(Stored items)
-- Begin --

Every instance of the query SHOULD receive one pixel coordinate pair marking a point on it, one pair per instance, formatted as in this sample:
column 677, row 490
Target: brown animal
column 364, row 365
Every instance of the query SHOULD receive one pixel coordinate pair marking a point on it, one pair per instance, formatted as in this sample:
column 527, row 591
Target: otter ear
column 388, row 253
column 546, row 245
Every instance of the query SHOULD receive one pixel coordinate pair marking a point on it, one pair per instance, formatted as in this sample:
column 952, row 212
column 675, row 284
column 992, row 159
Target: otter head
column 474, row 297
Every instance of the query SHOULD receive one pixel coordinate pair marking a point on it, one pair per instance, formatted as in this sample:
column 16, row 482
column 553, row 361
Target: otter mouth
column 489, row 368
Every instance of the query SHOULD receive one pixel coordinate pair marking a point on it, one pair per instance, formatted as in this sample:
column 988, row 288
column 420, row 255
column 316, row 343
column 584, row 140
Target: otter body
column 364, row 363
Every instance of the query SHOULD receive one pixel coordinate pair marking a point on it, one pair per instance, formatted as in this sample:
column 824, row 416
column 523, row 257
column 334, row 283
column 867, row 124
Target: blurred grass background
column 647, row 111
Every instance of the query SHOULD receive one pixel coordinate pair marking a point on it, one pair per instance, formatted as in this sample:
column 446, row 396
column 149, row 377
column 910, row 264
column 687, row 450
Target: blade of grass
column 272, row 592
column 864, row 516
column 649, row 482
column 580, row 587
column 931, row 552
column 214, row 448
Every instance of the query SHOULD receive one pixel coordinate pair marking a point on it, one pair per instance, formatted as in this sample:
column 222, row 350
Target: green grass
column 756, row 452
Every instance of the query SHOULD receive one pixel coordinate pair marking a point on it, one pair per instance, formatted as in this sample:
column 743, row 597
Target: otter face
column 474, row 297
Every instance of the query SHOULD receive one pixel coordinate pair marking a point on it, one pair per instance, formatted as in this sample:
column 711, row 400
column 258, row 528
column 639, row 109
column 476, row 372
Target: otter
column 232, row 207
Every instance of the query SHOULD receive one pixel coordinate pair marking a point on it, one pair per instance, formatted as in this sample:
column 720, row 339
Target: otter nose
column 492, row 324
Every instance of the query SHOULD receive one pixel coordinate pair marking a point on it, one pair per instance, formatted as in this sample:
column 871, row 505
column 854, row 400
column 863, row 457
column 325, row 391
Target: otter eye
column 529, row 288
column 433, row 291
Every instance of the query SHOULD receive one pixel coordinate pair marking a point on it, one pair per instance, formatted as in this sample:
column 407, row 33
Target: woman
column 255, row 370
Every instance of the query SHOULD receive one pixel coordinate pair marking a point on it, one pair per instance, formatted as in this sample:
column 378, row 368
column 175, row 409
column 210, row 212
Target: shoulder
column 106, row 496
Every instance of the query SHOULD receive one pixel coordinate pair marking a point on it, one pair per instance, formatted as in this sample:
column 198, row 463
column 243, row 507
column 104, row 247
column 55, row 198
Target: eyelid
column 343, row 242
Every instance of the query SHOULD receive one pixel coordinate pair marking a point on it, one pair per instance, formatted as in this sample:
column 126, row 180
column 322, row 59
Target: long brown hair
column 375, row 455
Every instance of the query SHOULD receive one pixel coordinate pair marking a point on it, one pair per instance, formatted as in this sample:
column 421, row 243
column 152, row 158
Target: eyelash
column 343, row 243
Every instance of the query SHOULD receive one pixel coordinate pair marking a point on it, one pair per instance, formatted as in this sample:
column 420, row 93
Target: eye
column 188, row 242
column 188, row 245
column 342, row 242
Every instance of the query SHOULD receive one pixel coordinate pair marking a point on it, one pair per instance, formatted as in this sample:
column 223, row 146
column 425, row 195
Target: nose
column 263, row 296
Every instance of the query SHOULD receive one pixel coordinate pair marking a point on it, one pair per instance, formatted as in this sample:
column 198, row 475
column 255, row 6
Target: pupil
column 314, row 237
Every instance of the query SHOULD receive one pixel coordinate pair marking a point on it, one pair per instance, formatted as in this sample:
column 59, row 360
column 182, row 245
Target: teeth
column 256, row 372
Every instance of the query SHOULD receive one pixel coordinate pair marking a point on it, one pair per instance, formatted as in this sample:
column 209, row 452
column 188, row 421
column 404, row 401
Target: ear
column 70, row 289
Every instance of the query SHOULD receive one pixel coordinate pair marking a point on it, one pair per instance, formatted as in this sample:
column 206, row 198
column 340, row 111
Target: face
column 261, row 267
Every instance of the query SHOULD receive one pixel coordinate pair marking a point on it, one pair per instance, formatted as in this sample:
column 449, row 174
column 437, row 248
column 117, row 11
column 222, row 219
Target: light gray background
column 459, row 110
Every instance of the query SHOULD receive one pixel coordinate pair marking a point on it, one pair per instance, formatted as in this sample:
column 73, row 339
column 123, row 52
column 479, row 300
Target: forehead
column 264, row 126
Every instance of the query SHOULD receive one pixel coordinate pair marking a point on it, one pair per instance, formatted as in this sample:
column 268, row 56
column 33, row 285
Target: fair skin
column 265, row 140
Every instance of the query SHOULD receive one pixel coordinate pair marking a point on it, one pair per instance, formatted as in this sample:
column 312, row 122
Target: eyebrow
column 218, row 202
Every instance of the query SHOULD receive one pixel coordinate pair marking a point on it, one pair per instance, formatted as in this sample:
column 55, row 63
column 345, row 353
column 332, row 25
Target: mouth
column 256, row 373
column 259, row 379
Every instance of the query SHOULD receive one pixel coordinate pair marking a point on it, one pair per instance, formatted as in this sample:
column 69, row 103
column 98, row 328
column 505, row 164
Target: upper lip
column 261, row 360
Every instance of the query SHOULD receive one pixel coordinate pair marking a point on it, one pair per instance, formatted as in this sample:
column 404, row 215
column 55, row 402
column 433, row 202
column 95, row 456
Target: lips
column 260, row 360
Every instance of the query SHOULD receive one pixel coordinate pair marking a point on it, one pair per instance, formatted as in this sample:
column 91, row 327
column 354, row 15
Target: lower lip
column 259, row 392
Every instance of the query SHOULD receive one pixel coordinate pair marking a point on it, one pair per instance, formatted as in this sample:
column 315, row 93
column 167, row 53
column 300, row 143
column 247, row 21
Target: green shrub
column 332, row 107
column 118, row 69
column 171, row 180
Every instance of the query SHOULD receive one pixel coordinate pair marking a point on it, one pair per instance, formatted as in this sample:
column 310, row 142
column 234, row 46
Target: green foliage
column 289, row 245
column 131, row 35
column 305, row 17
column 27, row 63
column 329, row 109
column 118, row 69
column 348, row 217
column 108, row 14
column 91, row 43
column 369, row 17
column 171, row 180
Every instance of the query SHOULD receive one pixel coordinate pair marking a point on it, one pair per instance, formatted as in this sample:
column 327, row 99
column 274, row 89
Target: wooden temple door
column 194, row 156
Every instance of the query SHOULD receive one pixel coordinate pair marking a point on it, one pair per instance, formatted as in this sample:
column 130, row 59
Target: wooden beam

-- End --

Do this => Format all the entries above as a JSON list of strings, with one string for each line and no blank lines.

The reply =>
[
  "Every instance of the query SHOULD receive one pixel coordinate pair marking a point on it, one pair per instance, formatted as in this sample:",
  "column 677, row 490",
  "Target: brown animal",
  "column 364, row 365",
  "Every instance of the query SHOULD receive one pixel coordinate pair marking a point on it, one pair per instance, formatted as in this sample:",
  "column 527, row 591",
  "Target: otter ear",
  "column 388, row 253",
  "column 546, row 245",
  "Every instance of the query SHOULD receive one pixel coordinate pair marking a point on it, one pair per instance, formatted as in this sample:",
  "column 952, row 212",
  "column 675, row 284",
  "column 992, row 159",
  "Target: otter head",
  "column 474, row 297",
  "Every instance of the query SHOULD receive one pixel coordinate pair marking a point on it, one pair per instance, formatted as in this sample:",
  "column 16, row 482",
  "column 553, row 361",
  "Target: otter mouth",
  "column 489, row 368",
  "Every instance of the query SHOULD receive one pixel coordinate pair marking a point on it, one pair per instance, formatted as in this sample:",
  "column 988, row 288",
  "column 420, row 255",
  "column 316, row 343",
  "column 584, row 140",
  "Target: otter body",
  "column 364, row 363",
  "Every instance of the query SHOULD receive one pixel coordinate pair marking a point on it, one pair per instance, formatted as in this sample:",
  "column 824, row 416",
  "column 523, row 257",
  "column 334, row 283",
  "column 867, row 124",
  "Target: blurred grass background",
  "column 647, row 111",
  "Every instance of the query SHOULD receive one pixel coordinate pair marking a point on it, one pair per instance, formatted as in this sample:",
  "column 446, row 396",
  "column 149, row 377",
  "column 910, row 264",
  "column 687, row 450",
  "Target: blade of grass",
  "column 272, row 592",
  "column 864, row 516",
  "column 649, row 482",
  "column 580, row 587",
  "column 931, row 552",
  "column 214, row 448",
  "Every instance of the query SHOULD receive one pixel coordinate pair marking a point on it, one pair per instance, formatted as in this sample:",
  "column 222, row 350",
  "Target: green grass",
  "column 756, row 452",
  "Every instance of the query SHOULD receive one pixel coordinate pair marking a point on it, one pair per instance, formatted as in this sample:",
  "column 743, row 597",
  "Target: otter face",
  "column 474, row 297",
  "Every instance of the query SHOULD receive one pixel coordinate pair marking a point on it, one pair per instance, formatted as in this sample:",
  "column 711, row 400",
  "column 258, row 528",
  "column 639, row 109",
  "column 476, row 372",
  "Target: otter",
  "column 232, row 207",
  "Every instance of the query SHOULD receive one pixel coordinate pair marking a point on it, one pair per instance, formatted as in this sample:",
  "column 720, row 339",
  "Target: otter nose",
  "column 492, row 324",
  "Every instance of the query SHOULD receive one pixel coordinate pair marking a point on it, one pair per instance, formatted as in this sample:",
  "column 871, row 505",
  "column 854, row 400",
  "column 863, row 457",
  "column 325, row 391",
  "Target: otter eye",
  "column 529, row 288",
  "column 433, row 291",
  "Every instance of the query SHOULD receive one pixel coordinate pair marking a point on it, one pair per instance, formatted as in this sample:",
  "column 407, row 33",
  "Target: woman",
  "column 255, row 370",
  "Every instance of the query SHOULD receive one pixel coordinate pair marking a point on it, one pair per instance, formatted as in this sample:",
  "column 378, row 368",
  "column 175, row 409",
  "column 210, row 212",
  "Target: shoulder",
  "column 106, row 496",
  "Every instance of the query SHOULD receive one pixel coordinate pair marking a point on it, one pair per instance, formatted as in this sample:",
  "column 198, row 463",
  "column 243, row 507",
  "column 104, row 247",
  "column 55, row 198",
  "Target: eyelid",
  "column 343, row 242",
  "Every instance of the query SHOULD receive one pixel coordinate pair marking a point on it, one pair per instance, formatted as in this sample:",
  "column 126, row 180",
  "column 322, row 59",
  "Target: long brown hair",
  "column 375, row 455",
  "Every instance of the query SHOULD receive one pixel coordinate pair marking a point on it, one pair per instance, formatted as in this sample:",
  "column 421, row 243",
  "column 152, row 158",
  "Target: eyelash",
  "column 343, row 243",
  "Every instance of the query SHOULD receive one pixel coordinate pair marking a point on it, one pair per instance, formatted as in this sample:",
  "column 420, row 93",
  "Target: eye",
  "column 188, row 242",
  "column 188, row 245",
  "column 342, row 242",
  "Every instance of the query SHOULD receive one pixel coordinate pair marking a point on it, one pair per instance, formatted as in this sample:",
  "column 223, row 146",
  "column 425, row 195",
  "Target: nose",
  "column 263, row 296",
  "Every instance of the query SHOULD receive one pixel coordinate pair marking a point on it, one pair per instance, formatted as in this sample:",
  "column 198, row 475",
  "column 255, row 6",
  "Target: pupil",
  "column 314, row 237",
  "Every instance of the query SHOULD receive one pixel coordinate pair marking a point on it, one pair per instance, formatted as in this sample:",
  "column 59, row 360",
  "column 182, row 245",
  "Target: teeth",
  "column 256, row 372",
  "Every instance of the query SHOULD receive one pixel coordinate pair marking a point on it, one pair per instance, formatted as in this sample:",
  "column 209, row 452",
  "column 188, row 421",
  "column 404, row 401",
  "Target: ear",
  "column 70, row 289",
  "Every instance of the query SHOULD receive one pixel coordinate pair marking a point on it, one pair per instance, formatted as in this sample:",
  "column 206, row 198",
  "column 340, row 111",
  "Target: face",
  "column 261, row 267",
  "Every instance of the query SHOULD receive one pixel coordinate pair marking a point on it, one pair per instance, formatted as in this sample:",
  "column 449, row 174",
  "column 437, row 248",
  "column 117, row 11",
  "column 222, row 219",
  "Target: light gray background",
  "column 459, row 110",
  "Every instance of the query SHOULD receive one pixel coordinate pair marking a point on it, one pair per instance, formatted as in this sample:",
  "column 73, row 339",
  "column 123, row 52",
  "column 479, row 300",
  "Target: forehead",
  "column 264, row 126",
  "Every instance of the query SHOULD receive one pixel coordinate pair marking a point on it, one pair per instance, formatted as in this sample:",
  "column 268, row 56",
  "column 33, row 285",
  "Target: fair skin",
  "column 265, row 140",
  "Every instance of the query SHOULD receive one pixel coordinate pair marking a point on it, one pair per instance, formatted as in this sample:",
  "column 312, row 122",
  "Target: eyebrow",
  "column 218, row 202",
  "Every instance of the query SHOULD receive one pixel coordinate pair marking a point on it, one pair per instance, formatted as in this sample:",
  "column 55, row 63",
  "column 345, row 353",
  "column 332, row 25",
  "Target: mouth",
  "column 256, row 373",
  "column 259, row 379",
  "Every instance of the query SHOULD receive one pixel coordinate pair marking a point on it, one pair per instance, formatted as in this sample:",
  "column 69, row 103",
  "column 98, row 328",
  "column 505, row 164",
  "Target: upper lip",
  "column 261, row 360",
  "Every instance of the query SHOULD receive one pixel coordinate pair marking a point on it, one pair per instance, formatted as in this sample:",
  "column 404, row 215",
  "column 55, row 402",
  "column 433, row 202",
  "column 95, row 456",
  "Target: lips",
  "column 260, row 360",
  "Every instance of the query SHOULD receive one pixel coordinate pair marking a point on it, one pair per instance, formatted as in this sample:",
  "column 91, row 327",
  "column 354, row 15",
  "Target: lower lip",
  "column 259, row 392",
  "Every instance of the query SHOULD receive one pixel coordinate pair marking a point on it, one pair per instance, formatted as in this sample:",
  "column 315, row 93",
  "column 167, row 53",
  "column 300, row 143",
  "column 247, row 21",
  "Target: green shrub",
  "column 332, row 107",
  "column 118, row 69",
  "column 171, row 180",
  "Every instance of the query SHOULD receive one pixel coordinate pair marking a point on it, one pair per instance, formatted as in this sample:",
  "column 310, row 142",
  "column 234, row 46",
  "Target: green foliage",
  "column 289, row 245",
  "column 131, row 35",
  "column 305, row 17",
  "column 27, row 63",
  "column 329, row 109",
  "column 118, row 69",
  "column 348, row 217",
  "column 108, row 14",
  "column 91, row 43",
  "column 369, row 17",
  "column 171, row 180",
  "Every instance of the query SHOULD receive one pixel coordinate pair marking a point on it, one pair per instance, formatted as in this sample:",
  "column 327, row 99",
  "column 274, row 89",
  "Target: wooden temple door",
  "column 194, row 156",
  "Every instance of the query SHOULD receive one pixel coordinate pair marking a point on it, one pair per instance, formatted as in this sample:",
  "column 130, row 59",
  "Target: wooden beam"
]